Region outline entries

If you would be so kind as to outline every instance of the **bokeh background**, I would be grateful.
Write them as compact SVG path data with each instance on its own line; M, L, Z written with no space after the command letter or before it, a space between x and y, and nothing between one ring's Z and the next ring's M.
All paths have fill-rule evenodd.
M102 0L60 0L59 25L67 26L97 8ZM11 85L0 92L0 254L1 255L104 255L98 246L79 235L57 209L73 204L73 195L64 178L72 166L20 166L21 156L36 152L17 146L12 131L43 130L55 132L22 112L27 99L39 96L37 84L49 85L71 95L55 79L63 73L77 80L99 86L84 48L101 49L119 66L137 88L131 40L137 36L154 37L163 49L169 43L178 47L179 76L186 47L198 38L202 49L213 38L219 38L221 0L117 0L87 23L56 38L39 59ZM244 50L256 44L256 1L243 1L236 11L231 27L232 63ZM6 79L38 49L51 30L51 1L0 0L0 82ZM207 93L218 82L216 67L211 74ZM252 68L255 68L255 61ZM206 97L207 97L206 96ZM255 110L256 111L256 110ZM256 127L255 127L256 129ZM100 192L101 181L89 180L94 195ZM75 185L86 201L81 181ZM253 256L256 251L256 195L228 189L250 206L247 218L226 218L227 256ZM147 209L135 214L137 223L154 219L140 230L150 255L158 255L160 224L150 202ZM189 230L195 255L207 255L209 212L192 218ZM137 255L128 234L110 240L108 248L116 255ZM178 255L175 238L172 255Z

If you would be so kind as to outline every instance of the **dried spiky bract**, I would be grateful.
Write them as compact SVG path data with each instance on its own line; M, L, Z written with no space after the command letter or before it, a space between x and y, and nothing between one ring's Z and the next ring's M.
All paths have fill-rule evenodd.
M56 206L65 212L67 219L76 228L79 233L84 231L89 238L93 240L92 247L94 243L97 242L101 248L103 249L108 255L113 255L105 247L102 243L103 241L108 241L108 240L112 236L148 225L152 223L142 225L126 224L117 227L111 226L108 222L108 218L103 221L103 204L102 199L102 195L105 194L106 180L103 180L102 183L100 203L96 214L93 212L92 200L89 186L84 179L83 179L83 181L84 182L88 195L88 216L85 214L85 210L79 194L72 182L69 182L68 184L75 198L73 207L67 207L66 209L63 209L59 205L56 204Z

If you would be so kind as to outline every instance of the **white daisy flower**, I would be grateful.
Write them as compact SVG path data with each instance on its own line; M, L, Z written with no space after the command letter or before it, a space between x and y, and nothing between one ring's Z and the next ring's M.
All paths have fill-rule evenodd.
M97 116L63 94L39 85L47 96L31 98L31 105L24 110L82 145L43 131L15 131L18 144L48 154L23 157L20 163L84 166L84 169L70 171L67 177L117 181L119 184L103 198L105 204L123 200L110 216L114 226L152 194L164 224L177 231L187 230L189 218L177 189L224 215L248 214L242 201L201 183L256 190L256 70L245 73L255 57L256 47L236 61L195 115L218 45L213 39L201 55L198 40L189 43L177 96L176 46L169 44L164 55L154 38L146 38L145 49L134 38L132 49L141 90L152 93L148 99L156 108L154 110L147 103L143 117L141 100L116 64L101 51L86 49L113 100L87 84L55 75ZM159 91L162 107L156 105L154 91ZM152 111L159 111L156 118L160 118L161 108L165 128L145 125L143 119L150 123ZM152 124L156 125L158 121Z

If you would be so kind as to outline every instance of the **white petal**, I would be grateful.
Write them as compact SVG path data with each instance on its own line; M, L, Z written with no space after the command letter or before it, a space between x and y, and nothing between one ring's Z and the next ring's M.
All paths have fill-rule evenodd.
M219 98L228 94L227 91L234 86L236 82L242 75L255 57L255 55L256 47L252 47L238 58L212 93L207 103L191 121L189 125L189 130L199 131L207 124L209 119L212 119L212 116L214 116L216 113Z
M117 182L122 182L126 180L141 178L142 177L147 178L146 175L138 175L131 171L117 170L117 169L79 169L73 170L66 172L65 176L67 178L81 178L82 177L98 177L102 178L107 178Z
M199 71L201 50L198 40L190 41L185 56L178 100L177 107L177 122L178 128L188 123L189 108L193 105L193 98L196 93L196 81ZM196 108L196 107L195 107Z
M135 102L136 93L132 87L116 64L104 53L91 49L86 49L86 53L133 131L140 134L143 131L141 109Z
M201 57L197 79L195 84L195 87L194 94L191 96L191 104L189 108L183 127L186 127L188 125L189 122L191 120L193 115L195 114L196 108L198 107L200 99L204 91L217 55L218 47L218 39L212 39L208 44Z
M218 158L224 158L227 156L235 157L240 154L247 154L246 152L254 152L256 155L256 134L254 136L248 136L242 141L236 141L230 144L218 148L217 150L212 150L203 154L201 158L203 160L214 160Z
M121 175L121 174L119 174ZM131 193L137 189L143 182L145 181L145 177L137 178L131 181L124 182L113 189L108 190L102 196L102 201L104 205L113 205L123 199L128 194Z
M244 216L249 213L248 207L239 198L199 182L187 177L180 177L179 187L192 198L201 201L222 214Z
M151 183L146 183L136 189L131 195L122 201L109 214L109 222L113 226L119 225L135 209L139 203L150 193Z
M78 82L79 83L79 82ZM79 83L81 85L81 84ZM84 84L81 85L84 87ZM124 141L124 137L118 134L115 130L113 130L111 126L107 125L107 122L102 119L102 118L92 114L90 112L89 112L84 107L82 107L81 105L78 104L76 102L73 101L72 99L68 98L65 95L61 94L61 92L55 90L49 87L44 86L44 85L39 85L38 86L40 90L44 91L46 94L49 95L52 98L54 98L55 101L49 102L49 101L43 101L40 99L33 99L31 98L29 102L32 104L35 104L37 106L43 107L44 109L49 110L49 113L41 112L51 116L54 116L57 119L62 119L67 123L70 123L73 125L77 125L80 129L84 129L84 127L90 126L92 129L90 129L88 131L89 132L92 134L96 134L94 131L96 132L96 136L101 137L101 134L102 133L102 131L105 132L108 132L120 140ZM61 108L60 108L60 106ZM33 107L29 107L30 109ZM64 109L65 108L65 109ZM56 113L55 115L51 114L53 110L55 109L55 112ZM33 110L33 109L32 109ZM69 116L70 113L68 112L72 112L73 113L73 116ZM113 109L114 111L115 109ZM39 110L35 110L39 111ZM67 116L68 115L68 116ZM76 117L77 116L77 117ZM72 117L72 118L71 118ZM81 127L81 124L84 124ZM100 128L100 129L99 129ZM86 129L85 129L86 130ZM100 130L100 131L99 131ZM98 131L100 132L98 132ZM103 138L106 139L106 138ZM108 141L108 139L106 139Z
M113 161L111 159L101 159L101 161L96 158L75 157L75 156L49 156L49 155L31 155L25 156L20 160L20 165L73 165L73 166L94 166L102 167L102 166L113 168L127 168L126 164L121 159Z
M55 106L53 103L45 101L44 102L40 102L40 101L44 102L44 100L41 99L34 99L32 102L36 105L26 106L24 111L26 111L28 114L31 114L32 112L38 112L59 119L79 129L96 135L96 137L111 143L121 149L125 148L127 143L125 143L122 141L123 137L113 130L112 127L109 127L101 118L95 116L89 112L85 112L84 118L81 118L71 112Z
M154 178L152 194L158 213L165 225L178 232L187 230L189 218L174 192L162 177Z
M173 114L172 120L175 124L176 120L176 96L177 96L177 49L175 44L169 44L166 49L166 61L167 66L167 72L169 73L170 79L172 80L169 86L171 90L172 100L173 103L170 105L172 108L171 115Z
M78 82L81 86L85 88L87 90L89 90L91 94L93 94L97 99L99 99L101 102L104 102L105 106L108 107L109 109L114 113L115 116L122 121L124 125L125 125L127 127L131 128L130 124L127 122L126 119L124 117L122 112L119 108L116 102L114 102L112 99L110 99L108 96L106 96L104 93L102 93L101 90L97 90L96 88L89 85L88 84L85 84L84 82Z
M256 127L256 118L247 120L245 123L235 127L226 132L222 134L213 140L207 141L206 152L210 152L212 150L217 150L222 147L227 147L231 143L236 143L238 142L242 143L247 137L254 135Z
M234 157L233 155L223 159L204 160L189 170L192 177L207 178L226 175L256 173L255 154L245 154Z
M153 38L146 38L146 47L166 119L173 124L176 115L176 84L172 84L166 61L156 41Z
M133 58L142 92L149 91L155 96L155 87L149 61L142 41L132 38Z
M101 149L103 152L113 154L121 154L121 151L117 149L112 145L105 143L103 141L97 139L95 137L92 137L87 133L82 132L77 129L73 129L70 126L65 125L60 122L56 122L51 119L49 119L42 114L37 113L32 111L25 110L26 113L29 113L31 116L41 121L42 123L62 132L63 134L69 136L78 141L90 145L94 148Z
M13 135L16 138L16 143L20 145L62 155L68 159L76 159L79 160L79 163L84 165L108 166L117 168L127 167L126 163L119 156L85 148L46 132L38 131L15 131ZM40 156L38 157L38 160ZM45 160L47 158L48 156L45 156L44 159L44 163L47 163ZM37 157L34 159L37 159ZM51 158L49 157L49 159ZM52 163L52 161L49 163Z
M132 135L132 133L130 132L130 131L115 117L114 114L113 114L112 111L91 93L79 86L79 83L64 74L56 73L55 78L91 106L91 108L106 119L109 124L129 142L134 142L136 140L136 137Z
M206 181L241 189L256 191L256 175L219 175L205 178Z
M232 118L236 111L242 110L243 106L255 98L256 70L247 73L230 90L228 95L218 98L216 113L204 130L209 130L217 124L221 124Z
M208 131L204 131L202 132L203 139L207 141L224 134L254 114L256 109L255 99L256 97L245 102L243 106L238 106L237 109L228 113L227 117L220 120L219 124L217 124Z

- To do:
Format the rows from the line containing "bract**, I would be grateful." through the line containing "M56 206L65 212L67" as a numbered list, with blank lines left out.

- Completed task:
1. If you would be so kind as to outline every instance of the **dried spiky bract**, I would be grateful.
2. Write them as compact SVG path data with each instance on its own line; M, L, Z written with no space after the command letter or before it, a space between x and y, and nothing between one ring's Z and the next ring's M.
3. All paths have fill-rule evenodd.
4. M56 206L65 212L67 219L76 228L79 233L84 231L89 238L93 240L92 247L94 243L97 242L101 248L103 249L108 255L113 255L105 247L102 243L103 241L108 241L108 240L112 236L148 225L152 223L142 225L126 224L117 227L111 226L108 222L108 218L103 221L103 204L102 199L102 195L105 194L106 180L103 180L102 183L100 203L96 214L93 212L92 200L89 186L84 179L83 179L83 181L84 182L88 195L88 216L85 214L85 210L79 194L72 182L69 182L68 184L75 198L73 207L67 207L66 209L63 209L59 205L56 204Z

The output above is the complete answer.